[EXERCISE BRIEF]: Your task is to give the data again, exactly, with every line intact.

Records contained in a dataset:
>>
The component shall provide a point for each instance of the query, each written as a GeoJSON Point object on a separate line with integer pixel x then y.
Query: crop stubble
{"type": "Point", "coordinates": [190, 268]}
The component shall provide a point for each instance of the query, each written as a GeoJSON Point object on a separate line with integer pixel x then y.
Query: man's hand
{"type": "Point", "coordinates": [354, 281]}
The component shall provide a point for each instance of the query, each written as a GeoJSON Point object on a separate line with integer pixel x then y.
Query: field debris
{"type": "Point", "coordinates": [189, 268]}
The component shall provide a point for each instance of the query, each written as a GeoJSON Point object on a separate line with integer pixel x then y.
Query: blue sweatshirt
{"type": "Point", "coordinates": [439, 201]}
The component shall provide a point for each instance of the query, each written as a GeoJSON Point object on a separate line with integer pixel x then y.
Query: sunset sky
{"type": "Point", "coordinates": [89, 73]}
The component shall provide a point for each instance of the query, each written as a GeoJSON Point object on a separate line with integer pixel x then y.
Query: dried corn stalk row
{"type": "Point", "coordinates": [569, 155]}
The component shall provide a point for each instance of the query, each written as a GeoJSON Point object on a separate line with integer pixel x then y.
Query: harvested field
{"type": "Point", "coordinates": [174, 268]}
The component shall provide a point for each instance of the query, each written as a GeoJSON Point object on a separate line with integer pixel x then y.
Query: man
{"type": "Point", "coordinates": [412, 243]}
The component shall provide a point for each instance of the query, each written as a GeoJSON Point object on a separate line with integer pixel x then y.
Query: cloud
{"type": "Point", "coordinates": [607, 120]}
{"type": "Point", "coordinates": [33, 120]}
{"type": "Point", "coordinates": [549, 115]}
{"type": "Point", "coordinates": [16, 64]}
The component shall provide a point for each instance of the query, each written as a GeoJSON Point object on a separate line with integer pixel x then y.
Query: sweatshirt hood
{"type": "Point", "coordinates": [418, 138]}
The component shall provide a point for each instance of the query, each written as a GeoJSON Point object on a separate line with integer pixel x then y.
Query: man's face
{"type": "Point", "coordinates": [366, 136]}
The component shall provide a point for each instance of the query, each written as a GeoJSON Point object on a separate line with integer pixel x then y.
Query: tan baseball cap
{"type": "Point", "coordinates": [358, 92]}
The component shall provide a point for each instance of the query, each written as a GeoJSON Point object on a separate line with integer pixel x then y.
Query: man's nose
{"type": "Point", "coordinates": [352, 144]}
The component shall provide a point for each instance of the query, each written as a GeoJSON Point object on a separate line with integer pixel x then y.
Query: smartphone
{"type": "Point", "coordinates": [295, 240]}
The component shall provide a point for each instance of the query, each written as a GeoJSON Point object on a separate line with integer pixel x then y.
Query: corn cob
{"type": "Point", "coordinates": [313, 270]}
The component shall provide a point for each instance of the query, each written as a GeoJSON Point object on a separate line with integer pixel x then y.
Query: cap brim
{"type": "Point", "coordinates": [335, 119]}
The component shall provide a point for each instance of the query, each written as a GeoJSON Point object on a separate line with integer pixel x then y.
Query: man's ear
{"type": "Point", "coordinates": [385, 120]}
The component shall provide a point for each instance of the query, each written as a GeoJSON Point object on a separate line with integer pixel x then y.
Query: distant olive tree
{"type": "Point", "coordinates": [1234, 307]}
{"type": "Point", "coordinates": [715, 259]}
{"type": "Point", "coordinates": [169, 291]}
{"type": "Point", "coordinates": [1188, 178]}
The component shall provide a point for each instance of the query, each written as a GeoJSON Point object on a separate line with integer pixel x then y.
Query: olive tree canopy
<<
[TASK RESULT]:
The component shall provide a point for each instance of the query, each written as a GeoJSON Point object on a separate line with integer pixel x then y.
Query: crop stubble
{"type": "Point", "coordinates": [190, 268]}
The component shall provide a point for each instance of the query, each written as a GeoJSON Point object on a separate line with integer pixel x then y.
Query: man's hand
{"type": "Point", "coordinates": [354, 281]}
The component shall provide a point for each instance of the query, each written as a GeoJSON Point object on a separate line with integer pixel x then y.
Query: field debris
{"type": "Point", "coordinates": [189, 268]}
The component shall provide a point for each instance of the query, each written as a GeoJSON Point object on a separate line with integer pixel x then y.
Query: blue sweatshirt
{"type": "Point", "coordinates": [439, 201]}
The component shall provide a point for each instance of the query, each written as a GeoJSON Point object on a separate line with integer pixel x then y.
Query: sunset sky
{"type": "Point", "coordinates": [89, 73]}
The component shall provide a point for each instance of the query, each written as a GeoJSON Point object on a separate line with integer pixel x then y.
Query: dried corn stalk row
{"type": "Point", "coordinates": [569, 155]}
The component shall provide a point for each instance of the query, each written as a GeoJSON Point object on a separate line with integer pixel x then y.
Query: harvested field
{"type": "Point", "coordinates": [174, 268]}
The component shall provide a point for each instance of the query, each written as a GeoJSON Point object on a separate line with integer pixel x then y.
Query: man
{"type": "Point", "coordinates": [412, 243]}
The component shall provide a point for each instance of the query, each written as a GeoJSON Point object on a separate line with integer pixel x then y.
Query: cloud
{"type": "Point", "coordinates": [607, 120]}
{"type": "Point", "coordinates": [33, 120]}
{"type": "Point", "coordinates": [549, 115]}
{"type": "Point", "coordinates": [16, 64]}
The component shall provide a point for each instance of the query, each written as a GeoJSON Point object on a separate line with integer pixel x then y.
Query: sweatshirt hood
{"type": "Point", "coordinates": [418, 138]}
The component shall provide a point for each instance of the query, each written as a GeoJSON Point object on a separate line with integer pixel x then y.
Query: man's face
{"type": "Point", "coordinates": [366, 136]}
The component shall provide a point for each instance of the query, each written as a GeoJSON Point object on a separate line with integer pixel x then y.
Query: tan baseball cap
{"type": "Point", "coordinates": [358, 92]}
The component shall provide a point for each instance of the query, each written as a GeoJSON Point object on a separate line with integer pixel x then y.
Query: man's nose
{"type": "Point", "coordinates": [352, 144]}
The component shall provide a point for each instance of the query, each written as a GeoJSON Point object on a separate line with integer pixel x then y.
Query: smartphone
{"type": "Point", "coordinates": [295, 240]}
The component shall provide a point for each instance of the query, each written as a GeoJSON Point object on a separate line with integer pixel x then y.
Query: corn cob
{"type": "Point", "coordinates": [313, 270]}
The component shall provide a point for each instance of the query, each written as a GeoJSON Point object on a separate line with integer pixel x then y.
Query: cap brim
{"type": "Point", "coordinates": [335, 119]}
The component shall provide a point for each instance of the query, each written as a GeoJSON Point object on a separate line with integer pixel x then y.
Query: man's ear
{"type": "Point", "coordinates": [385, 120]}
The component shall provide a point for each instance of the query, each written as a GeoJSON Point object on a separate line with integer pixel x then y.
Query: distant olive tree
{"type": "Point", "coordinates": [1234, 307]}
{"type": "Point", "coordinates": [715, 259]}
{"type": "Point", "coordinates": [169, 291]}
{"type": "Point", "coordinates": [1188, 178]}
The component shall provide a point for each instance of the query, each written as a GeoJSON Point object on a separate line with integer pixel x then y.
Query: olive tree canopy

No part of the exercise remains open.